(THE REQUEST)
List every line of the items below that contains the word "blue".

(SUPPLIED DATA)
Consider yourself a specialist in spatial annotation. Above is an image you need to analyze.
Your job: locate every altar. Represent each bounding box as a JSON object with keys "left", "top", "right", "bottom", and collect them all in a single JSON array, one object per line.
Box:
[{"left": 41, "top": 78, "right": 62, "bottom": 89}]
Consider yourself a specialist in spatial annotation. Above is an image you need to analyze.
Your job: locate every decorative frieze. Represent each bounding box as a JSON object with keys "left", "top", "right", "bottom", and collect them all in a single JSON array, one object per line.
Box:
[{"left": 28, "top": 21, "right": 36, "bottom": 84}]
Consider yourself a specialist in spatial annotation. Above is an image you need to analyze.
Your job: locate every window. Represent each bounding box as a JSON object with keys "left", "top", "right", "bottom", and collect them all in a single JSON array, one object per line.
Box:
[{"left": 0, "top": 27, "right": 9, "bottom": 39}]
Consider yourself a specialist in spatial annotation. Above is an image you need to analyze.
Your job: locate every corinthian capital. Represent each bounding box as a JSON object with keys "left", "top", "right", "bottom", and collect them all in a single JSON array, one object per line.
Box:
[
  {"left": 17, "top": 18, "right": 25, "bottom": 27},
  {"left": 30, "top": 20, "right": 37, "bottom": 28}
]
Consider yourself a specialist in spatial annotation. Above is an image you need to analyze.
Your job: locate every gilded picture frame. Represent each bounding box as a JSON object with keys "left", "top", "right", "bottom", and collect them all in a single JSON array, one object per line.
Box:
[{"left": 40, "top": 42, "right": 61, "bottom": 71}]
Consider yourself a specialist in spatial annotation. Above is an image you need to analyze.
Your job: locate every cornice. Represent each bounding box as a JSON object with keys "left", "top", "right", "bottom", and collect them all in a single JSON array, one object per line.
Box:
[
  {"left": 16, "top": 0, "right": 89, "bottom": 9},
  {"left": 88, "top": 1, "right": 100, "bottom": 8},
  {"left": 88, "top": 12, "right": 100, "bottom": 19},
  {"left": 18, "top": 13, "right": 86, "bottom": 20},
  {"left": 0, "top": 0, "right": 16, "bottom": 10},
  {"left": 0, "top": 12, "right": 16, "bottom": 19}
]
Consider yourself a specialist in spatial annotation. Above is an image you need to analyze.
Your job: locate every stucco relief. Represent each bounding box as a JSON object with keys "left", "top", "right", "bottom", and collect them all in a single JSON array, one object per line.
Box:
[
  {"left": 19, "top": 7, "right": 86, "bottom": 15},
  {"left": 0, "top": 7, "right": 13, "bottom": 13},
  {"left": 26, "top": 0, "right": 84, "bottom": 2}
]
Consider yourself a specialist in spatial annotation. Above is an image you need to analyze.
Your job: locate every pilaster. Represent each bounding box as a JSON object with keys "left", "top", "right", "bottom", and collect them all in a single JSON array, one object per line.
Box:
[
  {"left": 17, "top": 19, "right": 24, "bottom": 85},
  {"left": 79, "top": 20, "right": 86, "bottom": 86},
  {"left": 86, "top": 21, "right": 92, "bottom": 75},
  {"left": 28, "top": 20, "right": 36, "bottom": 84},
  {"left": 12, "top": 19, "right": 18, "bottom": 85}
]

...

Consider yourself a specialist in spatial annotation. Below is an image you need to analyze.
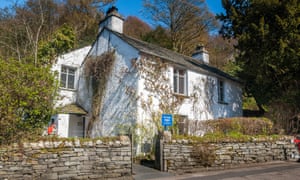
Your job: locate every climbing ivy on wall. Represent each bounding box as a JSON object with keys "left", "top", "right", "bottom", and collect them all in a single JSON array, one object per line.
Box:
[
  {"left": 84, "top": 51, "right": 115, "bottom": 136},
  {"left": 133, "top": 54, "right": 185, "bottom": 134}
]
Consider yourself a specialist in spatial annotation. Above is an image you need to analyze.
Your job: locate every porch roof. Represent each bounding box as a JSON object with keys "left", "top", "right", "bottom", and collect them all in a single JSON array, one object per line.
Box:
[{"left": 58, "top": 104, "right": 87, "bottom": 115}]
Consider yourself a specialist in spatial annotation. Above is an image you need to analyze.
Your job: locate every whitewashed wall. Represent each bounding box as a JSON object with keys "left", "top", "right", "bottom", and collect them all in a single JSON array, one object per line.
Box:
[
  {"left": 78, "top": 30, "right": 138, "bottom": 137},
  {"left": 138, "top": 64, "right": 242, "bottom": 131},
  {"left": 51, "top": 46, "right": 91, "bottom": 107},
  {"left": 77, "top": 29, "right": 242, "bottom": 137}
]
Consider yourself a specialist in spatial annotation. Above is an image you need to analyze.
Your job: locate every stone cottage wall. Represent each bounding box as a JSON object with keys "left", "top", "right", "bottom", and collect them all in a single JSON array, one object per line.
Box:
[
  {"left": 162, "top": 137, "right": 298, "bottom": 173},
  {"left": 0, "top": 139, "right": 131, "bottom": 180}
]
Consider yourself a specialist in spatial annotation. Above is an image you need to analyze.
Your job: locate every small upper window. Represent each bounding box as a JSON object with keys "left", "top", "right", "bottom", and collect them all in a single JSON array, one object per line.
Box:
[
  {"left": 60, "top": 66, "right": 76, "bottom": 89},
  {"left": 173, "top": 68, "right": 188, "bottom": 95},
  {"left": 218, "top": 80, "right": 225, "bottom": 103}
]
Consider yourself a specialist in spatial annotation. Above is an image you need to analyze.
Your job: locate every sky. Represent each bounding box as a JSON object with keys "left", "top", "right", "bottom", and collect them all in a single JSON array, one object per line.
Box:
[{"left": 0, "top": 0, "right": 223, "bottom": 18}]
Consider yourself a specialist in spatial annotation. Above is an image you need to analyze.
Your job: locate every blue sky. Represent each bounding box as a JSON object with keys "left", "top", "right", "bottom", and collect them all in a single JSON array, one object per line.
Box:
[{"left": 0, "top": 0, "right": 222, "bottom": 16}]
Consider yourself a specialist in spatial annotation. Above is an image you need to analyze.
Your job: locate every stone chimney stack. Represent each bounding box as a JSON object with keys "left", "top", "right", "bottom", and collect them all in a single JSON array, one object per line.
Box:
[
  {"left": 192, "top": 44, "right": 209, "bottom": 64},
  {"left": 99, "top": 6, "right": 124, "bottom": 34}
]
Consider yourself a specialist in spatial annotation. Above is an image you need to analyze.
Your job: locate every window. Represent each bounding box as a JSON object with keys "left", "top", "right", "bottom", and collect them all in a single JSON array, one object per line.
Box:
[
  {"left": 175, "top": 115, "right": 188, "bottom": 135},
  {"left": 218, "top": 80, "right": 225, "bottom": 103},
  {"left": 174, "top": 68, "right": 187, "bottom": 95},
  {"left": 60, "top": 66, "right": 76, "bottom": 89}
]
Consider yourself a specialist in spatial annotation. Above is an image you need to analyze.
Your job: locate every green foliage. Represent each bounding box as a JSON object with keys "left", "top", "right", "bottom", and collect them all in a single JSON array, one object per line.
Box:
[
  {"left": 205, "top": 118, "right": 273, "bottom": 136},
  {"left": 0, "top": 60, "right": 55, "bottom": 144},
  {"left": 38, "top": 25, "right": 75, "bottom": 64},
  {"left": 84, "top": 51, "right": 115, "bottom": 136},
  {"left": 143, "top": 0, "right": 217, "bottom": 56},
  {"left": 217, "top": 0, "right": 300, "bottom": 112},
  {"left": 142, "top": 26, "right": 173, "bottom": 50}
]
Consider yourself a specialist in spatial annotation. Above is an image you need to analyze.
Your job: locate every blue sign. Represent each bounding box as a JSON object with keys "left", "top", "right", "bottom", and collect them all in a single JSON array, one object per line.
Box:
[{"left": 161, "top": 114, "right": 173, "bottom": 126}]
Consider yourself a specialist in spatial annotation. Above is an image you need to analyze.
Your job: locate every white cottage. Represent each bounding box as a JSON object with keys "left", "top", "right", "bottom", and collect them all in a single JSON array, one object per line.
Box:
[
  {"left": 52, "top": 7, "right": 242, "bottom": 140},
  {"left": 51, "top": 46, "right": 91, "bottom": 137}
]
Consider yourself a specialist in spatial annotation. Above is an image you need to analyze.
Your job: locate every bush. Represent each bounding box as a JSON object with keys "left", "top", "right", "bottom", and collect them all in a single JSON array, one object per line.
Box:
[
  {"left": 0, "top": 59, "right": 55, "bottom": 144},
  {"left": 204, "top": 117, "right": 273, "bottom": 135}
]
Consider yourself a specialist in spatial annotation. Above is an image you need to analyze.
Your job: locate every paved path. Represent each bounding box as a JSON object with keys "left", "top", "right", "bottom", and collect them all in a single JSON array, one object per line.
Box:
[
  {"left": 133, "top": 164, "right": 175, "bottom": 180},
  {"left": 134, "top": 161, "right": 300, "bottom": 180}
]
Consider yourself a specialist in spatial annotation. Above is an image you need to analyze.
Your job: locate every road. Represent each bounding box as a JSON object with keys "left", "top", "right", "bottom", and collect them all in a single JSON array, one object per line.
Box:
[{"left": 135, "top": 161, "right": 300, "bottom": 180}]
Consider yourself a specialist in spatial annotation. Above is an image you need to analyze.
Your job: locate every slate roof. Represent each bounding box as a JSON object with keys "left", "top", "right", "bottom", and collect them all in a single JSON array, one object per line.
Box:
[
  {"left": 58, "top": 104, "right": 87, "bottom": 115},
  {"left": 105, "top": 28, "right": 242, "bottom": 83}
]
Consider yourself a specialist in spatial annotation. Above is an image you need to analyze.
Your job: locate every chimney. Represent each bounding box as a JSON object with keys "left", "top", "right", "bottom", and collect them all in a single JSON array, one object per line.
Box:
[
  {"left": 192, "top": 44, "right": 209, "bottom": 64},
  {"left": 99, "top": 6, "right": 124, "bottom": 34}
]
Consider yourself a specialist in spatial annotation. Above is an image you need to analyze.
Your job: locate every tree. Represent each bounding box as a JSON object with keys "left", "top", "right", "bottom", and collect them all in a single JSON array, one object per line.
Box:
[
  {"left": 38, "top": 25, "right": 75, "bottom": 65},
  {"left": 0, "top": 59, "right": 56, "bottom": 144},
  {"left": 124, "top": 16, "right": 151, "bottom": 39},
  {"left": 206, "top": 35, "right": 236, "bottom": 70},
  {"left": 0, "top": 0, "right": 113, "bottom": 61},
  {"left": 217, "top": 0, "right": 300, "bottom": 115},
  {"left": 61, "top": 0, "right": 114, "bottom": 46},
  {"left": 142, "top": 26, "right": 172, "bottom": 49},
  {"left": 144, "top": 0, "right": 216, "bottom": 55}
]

* * *

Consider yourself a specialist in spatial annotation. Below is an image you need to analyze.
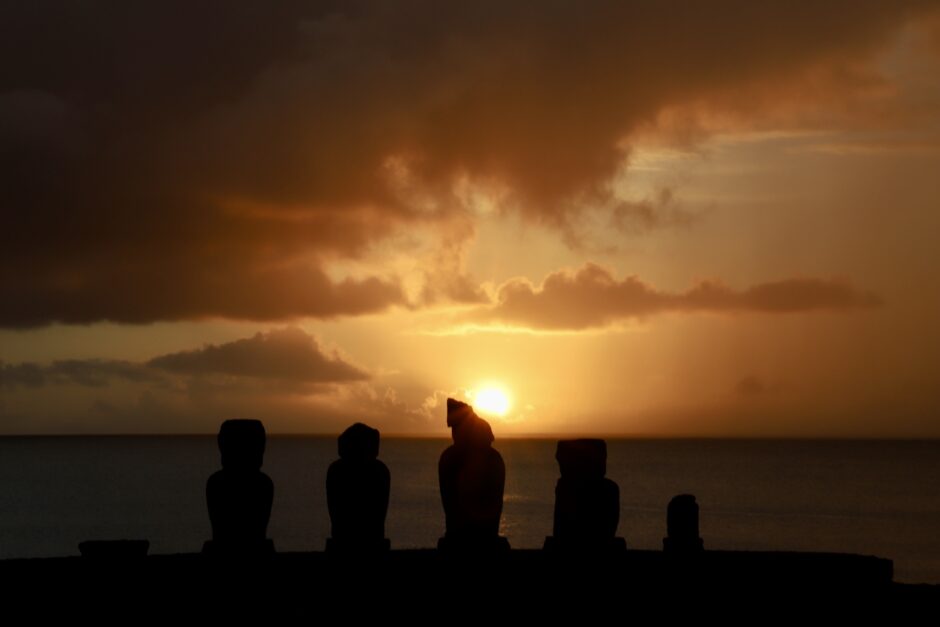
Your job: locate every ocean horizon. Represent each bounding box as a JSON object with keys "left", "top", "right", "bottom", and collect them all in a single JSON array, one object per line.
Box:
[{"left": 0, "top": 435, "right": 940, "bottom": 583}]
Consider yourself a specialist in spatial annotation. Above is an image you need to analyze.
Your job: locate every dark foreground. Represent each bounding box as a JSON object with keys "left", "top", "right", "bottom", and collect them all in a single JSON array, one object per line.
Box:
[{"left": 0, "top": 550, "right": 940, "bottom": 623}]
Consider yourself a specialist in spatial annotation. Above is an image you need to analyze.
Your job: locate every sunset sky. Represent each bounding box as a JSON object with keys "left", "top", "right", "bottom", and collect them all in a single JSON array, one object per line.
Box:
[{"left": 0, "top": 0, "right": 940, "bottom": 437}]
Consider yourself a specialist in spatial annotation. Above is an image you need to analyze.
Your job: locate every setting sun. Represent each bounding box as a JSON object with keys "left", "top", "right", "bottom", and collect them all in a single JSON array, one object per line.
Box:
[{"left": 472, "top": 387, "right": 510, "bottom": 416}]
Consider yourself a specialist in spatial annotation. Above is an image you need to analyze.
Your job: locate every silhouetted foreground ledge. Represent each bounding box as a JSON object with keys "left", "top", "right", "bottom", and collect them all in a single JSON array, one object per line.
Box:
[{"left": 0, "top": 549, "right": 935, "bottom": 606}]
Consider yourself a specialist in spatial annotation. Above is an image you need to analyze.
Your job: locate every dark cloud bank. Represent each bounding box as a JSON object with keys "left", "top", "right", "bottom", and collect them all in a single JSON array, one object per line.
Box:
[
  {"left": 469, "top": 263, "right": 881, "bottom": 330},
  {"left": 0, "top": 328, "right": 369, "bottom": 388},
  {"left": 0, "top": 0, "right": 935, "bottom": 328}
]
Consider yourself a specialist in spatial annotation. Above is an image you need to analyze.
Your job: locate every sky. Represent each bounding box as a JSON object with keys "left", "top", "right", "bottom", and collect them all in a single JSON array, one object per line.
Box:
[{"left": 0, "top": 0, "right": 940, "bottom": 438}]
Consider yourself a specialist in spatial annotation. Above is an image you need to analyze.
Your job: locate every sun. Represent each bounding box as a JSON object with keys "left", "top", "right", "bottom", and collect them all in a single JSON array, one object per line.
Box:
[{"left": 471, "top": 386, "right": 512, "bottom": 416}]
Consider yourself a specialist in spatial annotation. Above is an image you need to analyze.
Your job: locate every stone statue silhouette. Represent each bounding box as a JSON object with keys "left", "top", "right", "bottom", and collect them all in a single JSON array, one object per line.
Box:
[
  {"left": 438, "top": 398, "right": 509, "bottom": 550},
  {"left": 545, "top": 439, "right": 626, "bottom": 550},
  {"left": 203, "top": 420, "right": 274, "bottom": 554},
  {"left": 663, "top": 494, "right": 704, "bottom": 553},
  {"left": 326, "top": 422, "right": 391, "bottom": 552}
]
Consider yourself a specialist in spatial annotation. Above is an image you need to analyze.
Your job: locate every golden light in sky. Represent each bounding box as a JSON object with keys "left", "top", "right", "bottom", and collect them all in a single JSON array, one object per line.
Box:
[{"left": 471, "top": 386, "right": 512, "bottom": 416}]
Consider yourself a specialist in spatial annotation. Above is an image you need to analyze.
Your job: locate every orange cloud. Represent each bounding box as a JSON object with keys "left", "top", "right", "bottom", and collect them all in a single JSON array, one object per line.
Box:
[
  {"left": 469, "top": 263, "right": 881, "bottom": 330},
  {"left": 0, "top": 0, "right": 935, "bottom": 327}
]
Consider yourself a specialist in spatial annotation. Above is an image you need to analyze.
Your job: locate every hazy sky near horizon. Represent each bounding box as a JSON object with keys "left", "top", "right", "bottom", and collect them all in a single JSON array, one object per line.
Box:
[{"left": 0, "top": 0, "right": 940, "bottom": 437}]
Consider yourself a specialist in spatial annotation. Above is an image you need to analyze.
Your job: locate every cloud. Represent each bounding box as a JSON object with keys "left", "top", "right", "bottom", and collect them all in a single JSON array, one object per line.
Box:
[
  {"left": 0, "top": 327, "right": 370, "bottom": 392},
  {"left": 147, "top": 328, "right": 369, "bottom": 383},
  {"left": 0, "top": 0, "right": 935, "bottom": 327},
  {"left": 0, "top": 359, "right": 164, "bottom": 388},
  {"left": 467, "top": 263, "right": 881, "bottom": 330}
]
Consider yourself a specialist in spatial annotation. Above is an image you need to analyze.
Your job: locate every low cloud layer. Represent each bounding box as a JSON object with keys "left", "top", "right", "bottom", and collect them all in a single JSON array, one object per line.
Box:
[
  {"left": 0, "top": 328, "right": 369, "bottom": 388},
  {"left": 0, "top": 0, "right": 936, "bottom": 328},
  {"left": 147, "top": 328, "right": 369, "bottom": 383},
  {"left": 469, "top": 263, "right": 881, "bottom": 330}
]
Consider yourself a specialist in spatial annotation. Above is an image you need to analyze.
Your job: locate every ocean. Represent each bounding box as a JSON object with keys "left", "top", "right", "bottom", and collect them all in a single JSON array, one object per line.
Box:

(ANSWER TO THIS EXERCISE)
Your job: locate every blue sky. Represent each bounding box as a JSON object with keys "left", "top", "right", "bottom", and collect them all in a single JSON array, one object per line.
Your job: locate every blue sign. Represent each bounding box as a JSON object with keys "left", "top", "right", "bottom", and collect them all in a single JSON array, one object per line.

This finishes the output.